### Problem details
Rewrite as a numbered list the lines of the items below, from the line with "For the scoring pass, find every instance of the straw" up to and including the line with "[[330, 152]]". Leave out any blank lines.

====

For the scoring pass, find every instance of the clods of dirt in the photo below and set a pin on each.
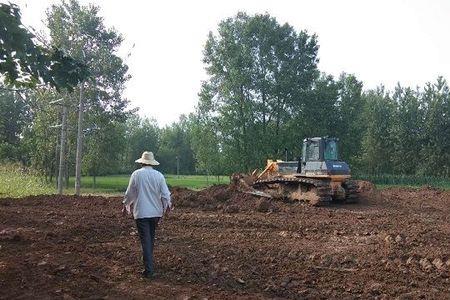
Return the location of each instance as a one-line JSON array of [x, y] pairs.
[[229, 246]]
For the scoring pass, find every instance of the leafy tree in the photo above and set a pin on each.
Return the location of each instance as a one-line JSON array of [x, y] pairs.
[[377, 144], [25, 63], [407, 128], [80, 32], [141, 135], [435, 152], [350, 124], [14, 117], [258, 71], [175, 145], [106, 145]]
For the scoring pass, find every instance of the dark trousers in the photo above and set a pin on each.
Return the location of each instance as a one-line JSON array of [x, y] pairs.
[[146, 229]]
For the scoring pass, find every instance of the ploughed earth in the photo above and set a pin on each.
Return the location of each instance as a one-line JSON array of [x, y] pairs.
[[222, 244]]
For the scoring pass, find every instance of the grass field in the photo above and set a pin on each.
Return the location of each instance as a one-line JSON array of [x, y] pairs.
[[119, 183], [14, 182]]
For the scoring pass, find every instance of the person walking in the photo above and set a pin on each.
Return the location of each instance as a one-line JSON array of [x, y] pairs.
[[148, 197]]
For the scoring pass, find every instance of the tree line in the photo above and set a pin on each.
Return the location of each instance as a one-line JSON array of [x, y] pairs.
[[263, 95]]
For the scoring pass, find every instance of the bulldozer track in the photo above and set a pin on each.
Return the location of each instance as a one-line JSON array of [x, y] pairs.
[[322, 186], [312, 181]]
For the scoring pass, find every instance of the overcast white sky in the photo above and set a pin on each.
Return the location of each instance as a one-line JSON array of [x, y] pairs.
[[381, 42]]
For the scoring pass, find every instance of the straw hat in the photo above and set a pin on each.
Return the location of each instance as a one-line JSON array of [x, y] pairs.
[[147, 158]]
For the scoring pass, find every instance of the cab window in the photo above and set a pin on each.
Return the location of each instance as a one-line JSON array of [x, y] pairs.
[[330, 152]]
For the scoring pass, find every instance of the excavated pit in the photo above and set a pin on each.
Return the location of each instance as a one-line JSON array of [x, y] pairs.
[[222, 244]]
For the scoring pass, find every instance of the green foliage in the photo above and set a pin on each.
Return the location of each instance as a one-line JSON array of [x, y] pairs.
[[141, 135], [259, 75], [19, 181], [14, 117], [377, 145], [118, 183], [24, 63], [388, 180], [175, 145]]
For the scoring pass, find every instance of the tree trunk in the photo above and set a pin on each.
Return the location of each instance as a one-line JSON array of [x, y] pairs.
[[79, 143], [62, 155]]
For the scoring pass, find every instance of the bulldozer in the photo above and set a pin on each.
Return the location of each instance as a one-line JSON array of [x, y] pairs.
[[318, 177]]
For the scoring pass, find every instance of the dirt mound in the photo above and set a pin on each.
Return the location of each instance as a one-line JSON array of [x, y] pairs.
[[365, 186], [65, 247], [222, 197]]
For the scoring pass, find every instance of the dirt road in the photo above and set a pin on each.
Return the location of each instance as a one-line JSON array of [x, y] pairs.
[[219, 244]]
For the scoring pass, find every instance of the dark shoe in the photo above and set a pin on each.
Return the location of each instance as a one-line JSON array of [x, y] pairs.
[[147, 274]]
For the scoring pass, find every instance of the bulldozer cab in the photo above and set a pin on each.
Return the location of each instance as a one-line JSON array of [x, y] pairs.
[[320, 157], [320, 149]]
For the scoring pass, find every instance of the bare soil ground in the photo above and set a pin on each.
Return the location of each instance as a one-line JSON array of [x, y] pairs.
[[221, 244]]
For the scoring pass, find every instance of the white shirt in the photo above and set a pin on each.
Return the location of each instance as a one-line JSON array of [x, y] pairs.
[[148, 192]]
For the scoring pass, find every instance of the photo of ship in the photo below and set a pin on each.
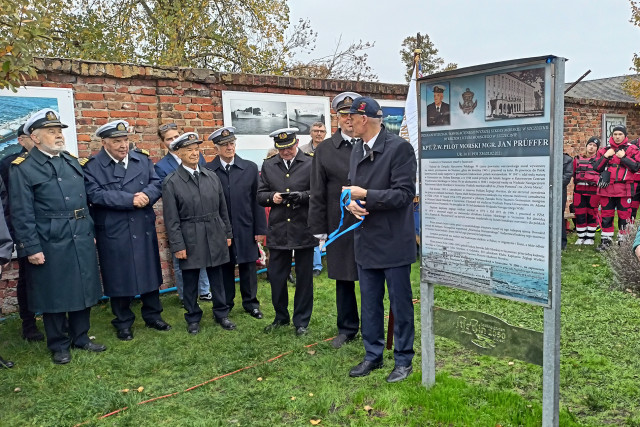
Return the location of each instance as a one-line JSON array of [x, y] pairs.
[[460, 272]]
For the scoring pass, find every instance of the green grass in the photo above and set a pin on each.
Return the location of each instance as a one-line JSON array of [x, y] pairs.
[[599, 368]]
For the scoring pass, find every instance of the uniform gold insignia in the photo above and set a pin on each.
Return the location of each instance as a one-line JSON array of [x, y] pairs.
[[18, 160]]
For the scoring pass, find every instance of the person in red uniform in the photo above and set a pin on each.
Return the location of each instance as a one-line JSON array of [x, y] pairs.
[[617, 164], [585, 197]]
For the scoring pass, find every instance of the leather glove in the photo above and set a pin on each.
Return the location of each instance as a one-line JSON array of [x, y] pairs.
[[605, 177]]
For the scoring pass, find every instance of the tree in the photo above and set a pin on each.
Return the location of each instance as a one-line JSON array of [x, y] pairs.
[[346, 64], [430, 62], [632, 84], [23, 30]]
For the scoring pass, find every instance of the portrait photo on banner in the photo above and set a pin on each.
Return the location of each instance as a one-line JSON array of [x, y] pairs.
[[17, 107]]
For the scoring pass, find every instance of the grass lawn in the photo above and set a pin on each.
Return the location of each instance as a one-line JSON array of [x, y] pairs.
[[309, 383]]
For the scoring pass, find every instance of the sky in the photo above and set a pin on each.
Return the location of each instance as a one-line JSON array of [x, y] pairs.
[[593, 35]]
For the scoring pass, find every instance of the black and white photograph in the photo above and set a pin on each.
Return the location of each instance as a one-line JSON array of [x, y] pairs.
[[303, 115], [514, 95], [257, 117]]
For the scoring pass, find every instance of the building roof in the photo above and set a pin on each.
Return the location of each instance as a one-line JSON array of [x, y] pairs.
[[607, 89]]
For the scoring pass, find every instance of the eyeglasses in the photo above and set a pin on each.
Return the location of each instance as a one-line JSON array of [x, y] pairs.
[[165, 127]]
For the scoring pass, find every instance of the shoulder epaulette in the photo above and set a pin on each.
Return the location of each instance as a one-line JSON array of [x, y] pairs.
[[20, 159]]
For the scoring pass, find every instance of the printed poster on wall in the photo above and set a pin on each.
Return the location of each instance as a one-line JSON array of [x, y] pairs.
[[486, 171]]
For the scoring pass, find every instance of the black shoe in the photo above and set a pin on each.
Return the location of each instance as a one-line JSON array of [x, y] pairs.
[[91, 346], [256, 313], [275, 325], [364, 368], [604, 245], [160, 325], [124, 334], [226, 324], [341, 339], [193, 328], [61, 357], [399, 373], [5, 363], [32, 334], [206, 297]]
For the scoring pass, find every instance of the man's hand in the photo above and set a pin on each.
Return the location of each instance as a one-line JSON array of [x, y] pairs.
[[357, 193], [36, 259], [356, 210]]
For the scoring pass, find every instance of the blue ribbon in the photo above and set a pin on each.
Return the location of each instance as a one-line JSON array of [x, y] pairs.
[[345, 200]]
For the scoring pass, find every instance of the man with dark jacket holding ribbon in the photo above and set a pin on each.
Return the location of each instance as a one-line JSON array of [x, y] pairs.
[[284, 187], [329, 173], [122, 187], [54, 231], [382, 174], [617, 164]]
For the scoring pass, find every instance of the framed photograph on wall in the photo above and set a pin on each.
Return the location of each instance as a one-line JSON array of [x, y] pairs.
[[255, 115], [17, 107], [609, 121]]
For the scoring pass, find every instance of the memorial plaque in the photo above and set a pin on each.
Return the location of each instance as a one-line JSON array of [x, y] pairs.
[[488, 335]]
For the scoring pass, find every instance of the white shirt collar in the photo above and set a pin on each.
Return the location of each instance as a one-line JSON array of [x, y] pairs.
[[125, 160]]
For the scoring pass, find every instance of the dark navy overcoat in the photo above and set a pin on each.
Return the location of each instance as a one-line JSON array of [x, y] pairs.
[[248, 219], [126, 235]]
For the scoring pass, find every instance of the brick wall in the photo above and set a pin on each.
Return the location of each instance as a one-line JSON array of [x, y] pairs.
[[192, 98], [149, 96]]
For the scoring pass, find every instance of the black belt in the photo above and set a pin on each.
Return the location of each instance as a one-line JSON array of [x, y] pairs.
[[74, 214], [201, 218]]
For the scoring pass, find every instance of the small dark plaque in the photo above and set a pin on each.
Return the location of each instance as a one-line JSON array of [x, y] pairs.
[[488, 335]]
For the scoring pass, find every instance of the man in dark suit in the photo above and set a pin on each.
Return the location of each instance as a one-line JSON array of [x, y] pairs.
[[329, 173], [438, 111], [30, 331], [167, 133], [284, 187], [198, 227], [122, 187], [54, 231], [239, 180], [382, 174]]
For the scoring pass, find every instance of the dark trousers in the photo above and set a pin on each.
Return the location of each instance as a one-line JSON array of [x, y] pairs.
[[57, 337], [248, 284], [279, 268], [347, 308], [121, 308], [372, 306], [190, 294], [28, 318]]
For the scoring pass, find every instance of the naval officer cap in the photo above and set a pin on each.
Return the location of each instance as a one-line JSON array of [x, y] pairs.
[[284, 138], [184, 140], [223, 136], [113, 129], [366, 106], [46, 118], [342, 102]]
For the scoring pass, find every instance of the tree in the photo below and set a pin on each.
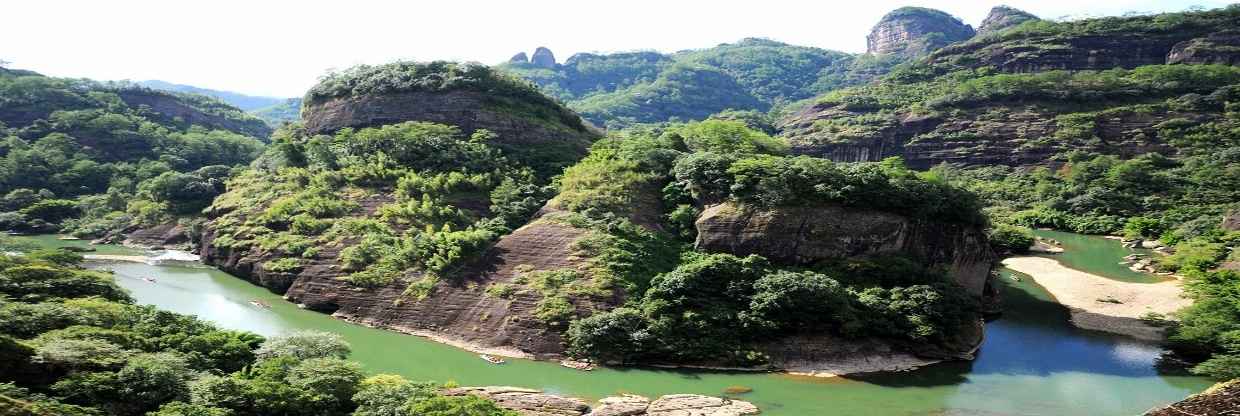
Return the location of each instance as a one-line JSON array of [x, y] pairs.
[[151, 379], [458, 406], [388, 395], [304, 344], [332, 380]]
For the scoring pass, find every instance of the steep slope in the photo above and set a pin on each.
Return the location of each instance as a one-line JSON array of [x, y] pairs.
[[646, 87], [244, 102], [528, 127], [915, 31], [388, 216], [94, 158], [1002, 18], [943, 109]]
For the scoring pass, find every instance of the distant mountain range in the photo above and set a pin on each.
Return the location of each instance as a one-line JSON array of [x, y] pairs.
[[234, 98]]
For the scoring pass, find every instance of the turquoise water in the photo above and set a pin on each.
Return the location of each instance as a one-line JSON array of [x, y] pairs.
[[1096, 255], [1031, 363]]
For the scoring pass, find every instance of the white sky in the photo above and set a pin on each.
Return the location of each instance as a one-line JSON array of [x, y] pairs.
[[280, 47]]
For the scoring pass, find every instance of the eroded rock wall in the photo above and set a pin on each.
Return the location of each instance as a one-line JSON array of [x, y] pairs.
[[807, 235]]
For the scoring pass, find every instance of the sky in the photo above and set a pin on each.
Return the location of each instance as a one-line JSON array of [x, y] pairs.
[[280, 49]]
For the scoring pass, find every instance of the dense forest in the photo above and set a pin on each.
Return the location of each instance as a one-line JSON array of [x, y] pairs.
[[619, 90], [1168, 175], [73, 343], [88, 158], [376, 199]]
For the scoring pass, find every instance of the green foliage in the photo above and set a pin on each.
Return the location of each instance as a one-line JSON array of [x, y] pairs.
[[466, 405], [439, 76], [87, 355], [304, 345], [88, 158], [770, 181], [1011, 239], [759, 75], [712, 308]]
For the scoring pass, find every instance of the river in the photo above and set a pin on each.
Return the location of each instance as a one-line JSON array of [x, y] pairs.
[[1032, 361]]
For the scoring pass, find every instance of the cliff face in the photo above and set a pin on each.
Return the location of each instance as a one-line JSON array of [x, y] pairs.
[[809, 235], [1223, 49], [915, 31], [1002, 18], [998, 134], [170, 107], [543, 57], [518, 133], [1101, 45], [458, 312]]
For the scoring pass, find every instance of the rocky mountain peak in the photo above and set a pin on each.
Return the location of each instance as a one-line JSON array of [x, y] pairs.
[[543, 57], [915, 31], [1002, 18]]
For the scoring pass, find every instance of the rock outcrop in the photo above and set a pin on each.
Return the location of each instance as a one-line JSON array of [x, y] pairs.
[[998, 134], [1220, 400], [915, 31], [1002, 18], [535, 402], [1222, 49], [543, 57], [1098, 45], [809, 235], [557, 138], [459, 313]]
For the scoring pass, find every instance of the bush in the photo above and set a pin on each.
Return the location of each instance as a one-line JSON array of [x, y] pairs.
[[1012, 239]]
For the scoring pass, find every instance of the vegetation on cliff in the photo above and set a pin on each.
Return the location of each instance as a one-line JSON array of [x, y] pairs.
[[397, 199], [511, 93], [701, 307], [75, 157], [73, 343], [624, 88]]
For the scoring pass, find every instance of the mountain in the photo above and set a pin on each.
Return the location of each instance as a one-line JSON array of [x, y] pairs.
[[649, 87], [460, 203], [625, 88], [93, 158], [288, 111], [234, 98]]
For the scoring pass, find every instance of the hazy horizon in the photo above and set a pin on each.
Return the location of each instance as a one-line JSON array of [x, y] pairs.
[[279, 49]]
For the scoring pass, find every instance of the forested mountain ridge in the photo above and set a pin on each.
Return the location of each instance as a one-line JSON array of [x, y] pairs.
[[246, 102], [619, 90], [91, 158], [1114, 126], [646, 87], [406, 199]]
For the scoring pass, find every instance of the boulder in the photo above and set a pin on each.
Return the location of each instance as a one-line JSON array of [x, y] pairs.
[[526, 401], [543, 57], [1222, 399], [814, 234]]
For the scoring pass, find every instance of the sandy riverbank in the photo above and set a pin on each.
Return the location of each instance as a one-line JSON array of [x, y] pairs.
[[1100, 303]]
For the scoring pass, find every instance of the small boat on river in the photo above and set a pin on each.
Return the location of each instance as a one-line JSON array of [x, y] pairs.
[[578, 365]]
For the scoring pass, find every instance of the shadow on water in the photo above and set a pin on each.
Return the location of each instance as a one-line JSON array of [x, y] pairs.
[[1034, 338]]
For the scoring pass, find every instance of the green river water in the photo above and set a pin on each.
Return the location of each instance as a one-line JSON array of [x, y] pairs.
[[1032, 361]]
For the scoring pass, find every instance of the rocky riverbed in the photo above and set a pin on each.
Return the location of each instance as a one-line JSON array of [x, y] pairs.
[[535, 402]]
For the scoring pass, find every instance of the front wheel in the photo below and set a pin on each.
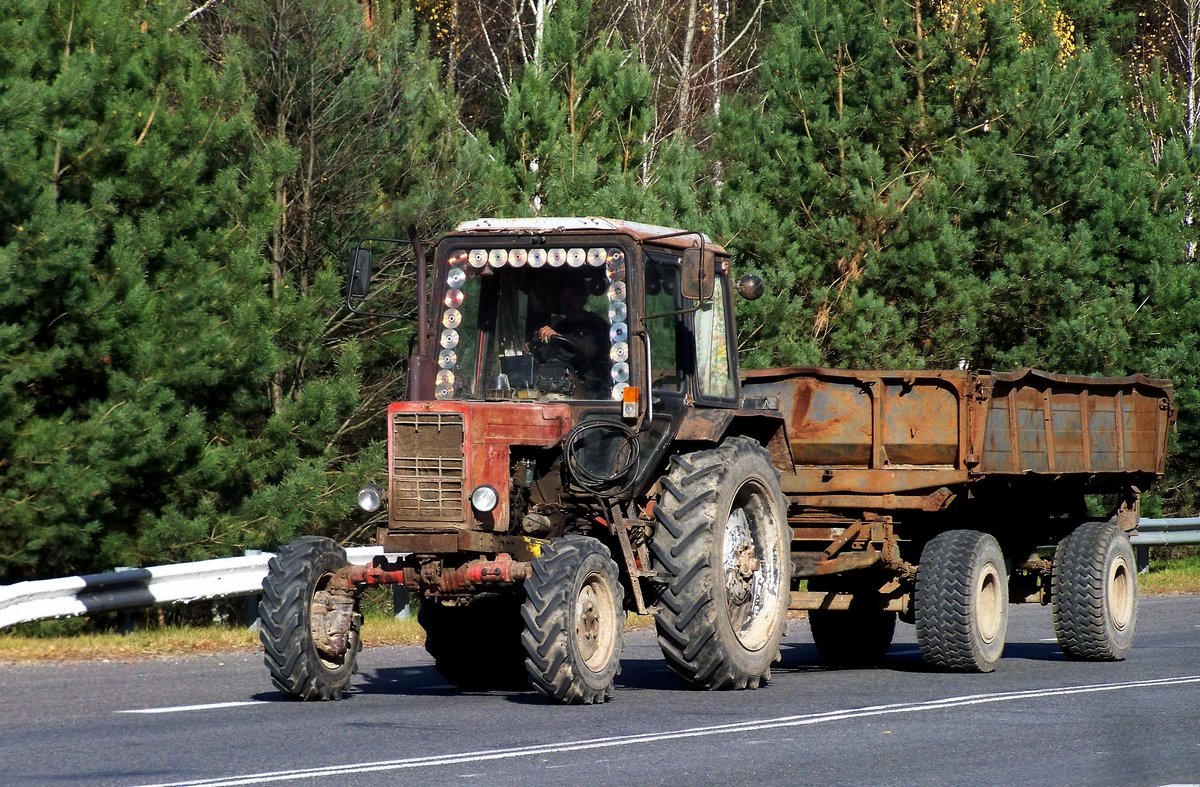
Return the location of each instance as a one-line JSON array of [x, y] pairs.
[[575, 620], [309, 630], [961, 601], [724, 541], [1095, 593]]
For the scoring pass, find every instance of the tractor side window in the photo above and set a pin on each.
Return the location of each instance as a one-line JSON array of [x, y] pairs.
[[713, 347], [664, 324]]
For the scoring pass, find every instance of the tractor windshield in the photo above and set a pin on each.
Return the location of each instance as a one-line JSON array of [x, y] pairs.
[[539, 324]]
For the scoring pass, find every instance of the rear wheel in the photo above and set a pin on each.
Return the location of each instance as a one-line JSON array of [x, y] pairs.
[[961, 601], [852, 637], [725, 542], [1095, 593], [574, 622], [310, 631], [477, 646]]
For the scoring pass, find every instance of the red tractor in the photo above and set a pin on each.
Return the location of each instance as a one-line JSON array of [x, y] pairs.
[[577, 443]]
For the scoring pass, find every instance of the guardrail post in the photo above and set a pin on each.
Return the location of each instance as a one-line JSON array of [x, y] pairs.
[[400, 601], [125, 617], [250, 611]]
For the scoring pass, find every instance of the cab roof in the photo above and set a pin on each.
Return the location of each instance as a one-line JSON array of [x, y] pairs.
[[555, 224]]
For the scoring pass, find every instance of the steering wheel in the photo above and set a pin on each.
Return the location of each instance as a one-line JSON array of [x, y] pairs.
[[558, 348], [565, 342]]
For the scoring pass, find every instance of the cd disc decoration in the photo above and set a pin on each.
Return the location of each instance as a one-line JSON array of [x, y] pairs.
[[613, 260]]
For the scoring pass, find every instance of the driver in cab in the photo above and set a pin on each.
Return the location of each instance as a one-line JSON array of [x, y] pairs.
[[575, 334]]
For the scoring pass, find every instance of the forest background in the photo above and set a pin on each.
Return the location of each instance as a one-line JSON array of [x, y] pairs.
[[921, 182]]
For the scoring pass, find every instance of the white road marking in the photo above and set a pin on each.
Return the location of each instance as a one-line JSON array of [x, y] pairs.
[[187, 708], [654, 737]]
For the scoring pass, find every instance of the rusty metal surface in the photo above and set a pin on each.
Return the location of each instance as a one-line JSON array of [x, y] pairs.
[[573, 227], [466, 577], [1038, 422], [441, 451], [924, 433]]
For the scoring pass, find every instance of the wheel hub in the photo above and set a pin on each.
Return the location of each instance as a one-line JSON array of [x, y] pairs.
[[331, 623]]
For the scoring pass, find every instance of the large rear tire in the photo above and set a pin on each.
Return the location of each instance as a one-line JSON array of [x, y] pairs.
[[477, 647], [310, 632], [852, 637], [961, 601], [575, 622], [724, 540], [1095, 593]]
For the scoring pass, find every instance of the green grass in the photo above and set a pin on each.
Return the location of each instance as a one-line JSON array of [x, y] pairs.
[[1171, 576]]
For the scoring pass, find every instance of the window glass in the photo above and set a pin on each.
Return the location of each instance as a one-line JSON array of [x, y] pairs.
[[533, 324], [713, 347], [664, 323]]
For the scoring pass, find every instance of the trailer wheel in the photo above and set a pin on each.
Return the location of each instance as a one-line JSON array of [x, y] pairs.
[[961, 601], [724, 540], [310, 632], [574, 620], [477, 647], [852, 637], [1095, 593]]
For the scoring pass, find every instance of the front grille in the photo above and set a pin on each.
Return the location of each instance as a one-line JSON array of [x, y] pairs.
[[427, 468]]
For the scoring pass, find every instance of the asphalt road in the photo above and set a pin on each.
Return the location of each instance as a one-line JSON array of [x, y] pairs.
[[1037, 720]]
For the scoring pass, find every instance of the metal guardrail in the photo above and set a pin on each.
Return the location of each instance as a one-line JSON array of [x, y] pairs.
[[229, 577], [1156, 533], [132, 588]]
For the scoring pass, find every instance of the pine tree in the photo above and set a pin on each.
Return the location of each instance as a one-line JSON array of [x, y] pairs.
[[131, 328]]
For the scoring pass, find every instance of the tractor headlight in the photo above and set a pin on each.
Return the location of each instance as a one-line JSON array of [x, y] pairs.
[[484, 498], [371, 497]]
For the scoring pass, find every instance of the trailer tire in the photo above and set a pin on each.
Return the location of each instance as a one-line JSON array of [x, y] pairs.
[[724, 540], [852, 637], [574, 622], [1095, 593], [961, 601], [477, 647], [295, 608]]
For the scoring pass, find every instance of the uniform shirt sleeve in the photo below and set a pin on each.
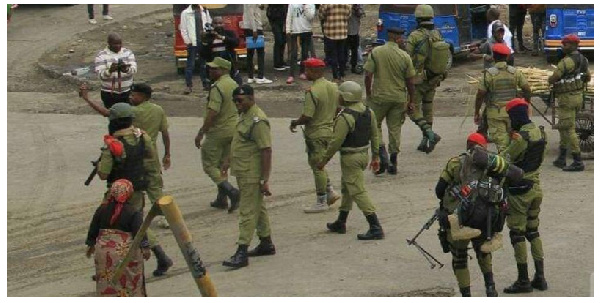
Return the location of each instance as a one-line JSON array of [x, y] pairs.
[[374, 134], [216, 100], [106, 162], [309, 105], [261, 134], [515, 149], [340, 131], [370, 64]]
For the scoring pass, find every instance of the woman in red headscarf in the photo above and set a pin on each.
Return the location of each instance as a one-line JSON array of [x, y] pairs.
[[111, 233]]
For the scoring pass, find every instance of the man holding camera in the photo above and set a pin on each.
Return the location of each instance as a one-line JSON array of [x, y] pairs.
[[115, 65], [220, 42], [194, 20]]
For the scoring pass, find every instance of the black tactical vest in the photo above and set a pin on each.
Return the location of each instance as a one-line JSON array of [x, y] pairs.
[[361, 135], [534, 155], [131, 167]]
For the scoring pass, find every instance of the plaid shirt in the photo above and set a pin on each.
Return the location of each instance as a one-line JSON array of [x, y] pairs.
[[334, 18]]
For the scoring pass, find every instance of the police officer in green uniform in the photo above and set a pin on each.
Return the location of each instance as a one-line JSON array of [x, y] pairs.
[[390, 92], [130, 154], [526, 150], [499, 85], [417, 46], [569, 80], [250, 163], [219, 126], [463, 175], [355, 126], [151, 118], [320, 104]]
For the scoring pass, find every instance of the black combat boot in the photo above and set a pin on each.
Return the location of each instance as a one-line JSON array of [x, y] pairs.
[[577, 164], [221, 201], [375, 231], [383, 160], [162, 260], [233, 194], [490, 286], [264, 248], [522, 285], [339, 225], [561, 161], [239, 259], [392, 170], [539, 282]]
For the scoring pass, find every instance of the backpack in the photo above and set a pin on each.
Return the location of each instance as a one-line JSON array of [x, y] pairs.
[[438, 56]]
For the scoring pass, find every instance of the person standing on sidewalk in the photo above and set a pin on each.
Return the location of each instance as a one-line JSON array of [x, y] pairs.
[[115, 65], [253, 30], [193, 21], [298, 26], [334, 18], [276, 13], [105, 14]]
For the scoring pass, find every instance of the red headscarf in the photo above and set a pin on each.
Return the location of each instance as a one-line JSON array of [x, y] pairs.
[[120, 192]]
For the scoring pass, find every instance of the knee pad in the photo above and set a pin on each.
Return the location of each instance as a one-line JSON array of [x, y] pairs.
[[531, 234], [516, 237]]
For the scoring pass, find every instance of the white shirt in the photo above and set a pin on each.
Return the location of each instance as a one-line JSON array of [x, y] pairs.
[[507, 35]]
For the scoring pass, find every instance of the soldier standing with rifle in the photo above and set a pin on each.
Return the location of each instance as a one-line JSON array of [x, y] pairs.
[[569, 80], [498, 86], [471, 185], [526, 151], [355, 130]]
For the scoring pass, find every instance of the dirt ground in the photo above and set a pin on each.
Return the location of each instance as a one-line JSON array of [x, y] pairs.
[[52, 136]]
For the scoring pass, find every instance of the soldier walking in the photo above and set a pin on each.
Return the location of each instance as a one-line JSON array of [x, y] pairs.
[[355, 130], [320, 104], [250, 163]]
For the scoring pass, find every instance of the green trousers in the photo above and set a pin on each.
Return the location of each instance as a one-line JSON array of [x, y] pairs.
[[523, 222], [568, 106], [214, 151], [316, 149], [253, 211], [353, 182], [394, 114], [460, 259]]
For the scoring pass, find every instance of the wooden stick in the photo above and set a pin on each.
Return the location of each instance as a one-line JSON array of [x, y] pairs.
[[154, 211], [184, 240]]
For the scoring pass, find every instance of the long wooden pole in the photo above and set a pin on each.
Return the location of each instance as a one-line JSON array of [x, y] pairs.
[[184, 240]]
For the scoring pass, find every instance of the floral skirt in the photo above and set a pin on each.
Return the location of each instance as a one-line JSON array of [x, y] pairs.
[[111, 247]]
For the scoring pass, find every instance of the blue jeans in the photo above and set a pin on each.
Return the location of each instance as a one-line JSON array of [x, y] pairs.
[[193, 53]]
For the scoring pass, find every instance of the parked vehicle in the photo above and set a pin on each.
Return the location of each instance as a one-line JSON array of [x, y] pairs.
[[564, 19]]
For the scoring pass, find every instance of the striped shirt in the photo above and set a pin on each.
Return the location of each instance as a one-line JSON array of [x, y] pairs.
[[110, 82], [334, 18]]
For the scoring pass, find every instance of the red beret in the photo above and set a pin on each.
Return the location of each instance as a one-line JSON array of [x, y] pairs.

====

### Solution to the exercise
1. For the scoring pass, find every instance of the straw hat in the photo above and set a pin on each.
2. Return the location of each instance as a one-line JSON array of [x, y] pairs.
3. [[147, 158]]
4. For the scoring pass, find every instance of the cab window in the photo above and set a pin on each.
5. Return the location of each instance as a one-line JSON array of [x, y] pairs.
6. [[330, 152]]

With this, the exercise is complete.